**Page text**
....................

Fifteen years after responding as chief medical officer to the Chernobyl disaster, Victor Koscheyev wants to teach what he learned from the experience; he says it’s imperative.
He said he witnessed the confusion of thousands of workers coming together without much coordination, the extreme and immediate radiation contamination of responders and how the government was not prepared to handle the catastrophe.
Koscheyev, a senior fellow in the University’s School of Kinesiology and Leisure Studies, said he believes those problems exist now in U.S. disaster response, including response to possible terrorist attacks.
“We need to have an intellectual epicenter (that could) develop different types of special guides for disaster management to teach people how to manage disasters,” he said.
For nearly six years, Koscheyev spearheaded an effort to create a University center to research ways to protect responders in extreme conditions, better organize the governmental response system and monitor the physical and mental health of victims long after a disaster. He was head of a similar center in Moscow in the late 1980s.

....................

**What you will do**
Rewrite the passage about Victor Koscheyev from "Koscheyev, a senior" up to and including "the late 1980s.", changing "spearheaded" to "led".

**Supplied entries**

....................

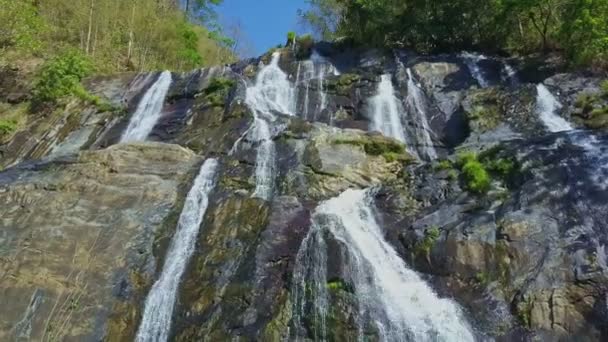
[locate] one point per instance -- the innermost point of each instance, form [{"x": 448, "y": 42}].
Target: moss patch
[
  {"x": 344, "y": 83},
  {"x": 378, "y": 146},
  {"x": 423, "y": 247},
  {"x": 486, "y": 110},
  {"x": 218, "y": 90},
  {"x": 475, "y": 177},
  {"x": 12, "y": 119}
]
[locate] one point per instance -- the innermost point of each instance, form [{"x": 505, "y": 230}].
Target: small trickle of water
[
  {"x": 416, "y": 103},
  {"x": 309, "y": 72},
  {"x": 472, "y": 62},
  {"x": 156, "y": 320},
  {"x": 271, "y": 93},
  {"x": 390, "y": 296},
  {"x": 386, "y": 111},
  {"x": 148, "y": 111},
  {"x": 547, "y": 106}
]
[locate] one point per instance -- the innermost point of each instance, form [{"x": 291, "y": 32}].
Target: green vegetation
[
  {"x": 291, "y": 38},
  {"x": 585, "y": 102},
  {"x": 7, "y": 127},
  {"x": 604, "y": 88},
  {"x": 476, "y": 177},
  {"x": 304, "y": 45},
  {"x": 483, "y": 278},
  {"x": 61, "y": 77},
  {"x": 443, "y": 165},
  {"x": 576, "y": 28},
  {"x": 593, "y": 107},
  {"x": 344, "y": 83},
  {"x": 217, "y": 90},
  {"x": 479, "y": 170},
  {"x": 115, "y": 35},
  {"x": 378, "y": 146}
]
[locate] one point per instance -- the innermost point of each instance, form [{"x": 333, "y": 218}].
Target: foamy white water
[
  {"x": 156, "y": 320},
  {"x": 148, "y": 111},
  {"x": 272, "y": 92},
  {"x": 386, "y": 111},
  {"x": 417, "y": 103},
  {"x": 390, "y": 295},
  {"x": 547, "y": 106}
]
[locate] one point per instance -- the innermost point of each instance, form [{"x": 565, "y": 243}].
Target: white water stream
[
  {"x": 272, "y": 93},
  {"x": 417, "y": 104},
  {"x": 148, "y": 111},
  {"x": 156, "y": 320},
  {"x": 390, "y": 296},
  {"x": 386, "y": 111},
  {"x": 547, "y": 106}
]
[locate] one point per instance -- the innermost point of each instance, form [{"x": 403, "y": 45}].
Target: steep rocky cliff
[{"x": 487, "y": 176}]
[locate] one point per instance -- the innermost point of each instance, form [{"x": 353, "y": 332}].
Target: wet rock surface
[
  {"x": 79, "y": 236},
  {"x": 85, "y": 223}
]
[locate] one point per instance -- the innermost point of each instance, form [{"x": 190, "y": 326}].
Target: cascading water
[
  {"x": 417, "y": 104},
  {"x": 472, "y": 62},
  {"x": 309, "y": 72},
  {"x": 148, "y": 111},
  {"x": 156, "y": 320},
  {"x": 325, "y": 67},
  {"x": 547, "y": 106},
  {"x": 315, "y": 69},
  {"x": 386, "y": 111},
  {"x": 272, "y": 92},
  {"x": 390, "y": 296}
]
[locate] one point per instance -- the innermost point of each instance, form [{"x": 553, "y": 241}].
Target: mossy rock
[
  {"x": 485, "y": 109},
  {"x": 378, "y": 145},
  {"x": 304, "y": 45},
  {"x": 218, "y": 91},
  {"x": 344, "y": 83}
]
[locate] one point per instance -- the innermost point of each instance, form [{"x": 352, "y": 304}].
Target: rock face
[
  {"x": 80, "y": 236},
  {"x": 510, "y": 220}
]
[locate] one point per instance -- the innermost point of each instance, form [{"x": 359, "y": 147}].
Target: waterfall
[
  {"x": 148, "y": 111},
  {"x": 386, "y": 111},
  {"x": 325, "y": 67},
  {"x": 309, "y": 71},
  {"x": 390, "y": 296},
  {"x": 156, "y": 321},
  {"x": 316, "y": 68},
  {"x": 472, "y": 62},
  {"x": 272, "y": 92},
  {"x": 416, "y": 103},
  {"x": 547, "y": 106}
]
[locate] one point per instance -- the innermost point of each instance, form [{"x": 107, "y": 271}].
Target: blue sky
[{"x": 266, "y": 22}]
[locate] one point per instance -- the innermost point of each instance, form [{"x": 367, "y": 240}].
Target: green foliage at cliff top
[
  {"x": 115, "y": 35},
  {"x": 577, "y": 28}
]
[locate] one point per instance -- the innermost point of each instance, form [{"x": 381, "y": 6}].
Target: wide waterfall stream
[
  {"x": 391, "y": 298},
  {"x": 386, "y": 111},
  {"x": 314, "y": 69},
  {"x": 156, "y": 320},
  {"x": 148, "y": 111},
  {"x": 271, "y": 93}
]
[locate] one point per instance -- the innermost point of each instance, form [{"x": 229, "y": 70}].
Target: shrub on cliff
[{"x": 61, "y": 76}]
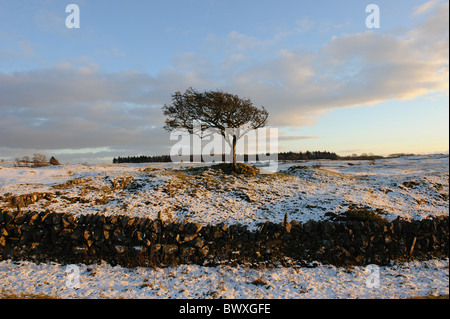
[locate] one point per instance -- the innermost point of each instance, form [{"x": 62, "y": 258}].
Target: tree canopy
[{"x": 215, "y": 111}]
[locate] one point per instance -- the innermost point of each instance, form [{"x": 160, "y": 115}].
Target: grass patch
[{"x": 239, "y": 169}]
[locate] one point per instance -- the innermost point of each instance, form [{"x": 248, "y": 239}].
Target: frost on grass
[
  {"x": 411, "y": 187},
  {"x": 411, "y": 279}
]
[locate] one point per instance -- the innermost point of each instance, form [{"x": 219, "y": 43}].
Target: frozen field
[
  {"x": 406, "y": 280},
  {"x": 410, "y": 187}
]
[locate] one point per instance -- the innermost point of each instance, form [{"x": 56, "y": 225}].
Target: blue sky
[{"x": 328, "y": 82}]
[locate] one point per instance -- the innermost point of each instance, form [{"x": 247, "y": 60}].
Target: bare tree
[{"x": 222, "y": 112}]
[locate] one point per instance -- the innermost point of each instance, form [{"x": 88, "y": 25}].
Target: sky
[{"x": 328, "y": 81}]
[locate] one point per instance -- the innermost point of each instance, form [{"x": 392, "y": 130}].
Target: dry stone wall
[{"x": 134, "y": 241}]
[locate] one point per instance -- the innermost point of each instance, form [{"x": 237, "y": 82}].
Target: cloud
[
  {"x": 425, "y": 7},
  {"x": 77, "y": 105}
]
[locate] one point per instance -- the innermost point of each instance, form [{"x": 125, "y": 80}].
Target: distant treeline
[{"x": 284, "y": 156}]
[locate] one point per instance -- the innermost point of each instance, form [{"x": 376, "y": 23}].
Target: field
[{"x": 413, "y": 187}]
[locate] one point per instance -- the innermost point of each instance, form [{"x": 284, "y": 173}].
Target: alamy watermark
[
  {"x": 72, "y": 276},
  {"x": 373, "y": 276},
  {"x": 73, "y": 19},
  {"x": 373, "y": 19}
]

....................

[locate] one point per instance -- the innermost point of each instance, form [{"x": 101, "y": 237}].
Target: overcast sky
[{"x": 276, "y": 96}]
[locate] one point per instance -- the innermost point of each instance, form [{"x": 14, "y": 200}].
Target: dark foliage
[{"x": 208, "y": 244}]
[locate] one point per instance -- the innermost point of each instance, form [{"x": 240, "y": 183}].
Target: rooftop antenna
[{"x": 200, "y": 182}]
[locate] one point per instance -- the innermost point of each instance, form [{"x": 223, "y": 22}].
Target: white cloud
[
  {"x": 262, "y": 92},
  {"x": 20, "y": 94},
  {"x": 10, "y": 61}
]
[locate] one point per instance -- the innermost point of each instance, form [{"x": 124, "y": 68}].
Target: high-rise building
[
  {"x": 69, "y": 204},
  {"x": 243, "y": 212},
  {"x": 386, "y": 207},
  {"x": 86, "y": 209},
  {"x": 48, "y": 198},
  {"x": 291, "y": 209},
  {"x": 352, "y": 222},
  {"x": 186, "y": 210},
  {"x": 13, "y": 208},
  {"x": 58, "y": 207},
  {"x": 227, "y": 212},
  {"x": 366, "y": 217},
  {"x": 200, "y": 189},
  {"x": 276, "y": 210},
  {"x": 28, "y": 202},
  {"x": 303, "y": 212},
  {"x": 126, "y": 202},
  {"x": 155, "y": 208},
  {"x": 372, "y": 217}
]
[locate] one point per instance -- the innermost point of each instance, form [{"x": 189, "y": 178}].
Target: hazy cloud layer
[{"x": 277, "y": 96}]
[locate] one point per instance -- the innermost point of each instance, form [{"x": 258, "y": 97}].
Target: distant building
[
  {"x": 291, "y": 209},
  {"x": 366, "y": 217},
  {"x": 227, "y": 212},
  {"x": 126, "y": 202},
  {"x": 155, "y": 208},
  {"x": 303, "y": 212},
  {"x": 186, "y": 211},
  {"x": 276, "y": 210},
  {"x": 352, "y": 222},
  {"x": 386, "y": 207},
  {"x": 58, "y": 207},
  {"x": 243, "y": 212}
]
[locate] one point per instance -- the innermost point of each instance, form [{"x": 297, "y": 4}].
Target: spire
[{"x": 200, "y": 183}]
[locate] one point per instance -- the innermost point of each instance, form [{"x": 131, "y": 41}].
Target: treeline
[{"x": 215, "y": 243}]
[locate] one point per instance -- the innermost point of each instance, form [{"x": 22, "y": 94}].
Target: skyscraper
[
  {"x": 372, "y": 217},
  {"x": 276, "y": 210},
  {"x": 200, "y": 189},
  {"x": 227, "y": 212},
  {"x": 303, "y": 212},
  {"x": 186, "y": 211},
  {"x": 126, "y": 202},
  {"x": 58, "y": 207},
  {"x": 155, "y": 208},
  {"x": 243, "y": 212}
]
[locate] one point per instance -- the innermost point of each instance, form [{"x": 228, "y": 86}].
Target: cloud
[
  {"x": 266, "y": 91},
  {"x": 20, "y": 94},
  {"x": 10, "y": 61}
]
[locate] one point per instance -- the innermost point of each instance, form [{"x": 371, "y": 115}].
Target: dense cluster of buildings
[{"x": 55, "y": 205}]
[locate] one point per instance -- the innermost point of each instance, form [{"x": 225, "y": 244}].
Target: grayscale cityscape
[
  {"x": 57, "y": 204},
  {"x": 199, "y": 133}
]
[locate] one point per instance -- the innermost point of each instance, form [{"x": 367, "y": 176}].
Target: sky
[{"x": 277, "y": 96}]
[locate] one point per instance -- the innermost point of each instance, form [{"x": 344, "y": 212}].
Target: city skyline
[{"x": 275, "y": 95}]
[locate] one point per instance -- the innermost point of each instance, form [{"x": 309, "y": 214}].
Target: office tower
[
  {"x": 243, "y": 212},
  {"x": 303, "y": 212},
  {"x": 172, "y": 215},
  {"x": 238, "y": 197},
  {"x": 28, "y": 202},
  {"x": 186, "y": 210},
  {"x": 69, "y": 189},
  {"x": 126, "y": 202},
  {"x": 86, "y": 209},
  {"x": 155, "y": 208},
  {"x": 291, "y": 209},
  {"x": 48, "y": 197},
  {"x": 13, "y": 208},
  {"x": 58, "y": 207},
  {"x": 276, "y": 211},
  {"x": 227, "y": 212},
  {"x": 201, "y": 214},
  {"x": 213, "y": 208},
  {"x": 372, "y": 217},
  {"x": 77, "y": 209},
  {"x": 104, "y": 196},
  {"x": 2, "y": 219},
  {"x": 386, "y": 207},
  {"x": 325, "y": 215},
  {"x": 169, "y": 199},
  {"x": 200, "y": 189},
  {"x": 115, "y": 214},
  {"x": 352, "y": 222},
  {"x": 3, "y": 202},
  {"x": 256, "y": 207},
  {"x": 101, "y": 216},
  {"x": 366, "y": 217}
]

....................

**Result below**
Koscheyev, a senior fellow in the University’s School of Kinesiology and Leisure Studies, said he believes those problems exist now in U.S. disaster response, including response to possible terrorist attacks.
“We need to have an intellectual epicenter (that could) develop different types of special guides for disaster management to teach people how to manage disasters,” he said.
For nearly six years, Koscheyev led an effort to create a University center to research ways to protect responders in extreme conditions, better organize the governmental response system and monitor the physical and mental health of victims long after a disaster. He was head of a similar center in Moscow in the late 1980s.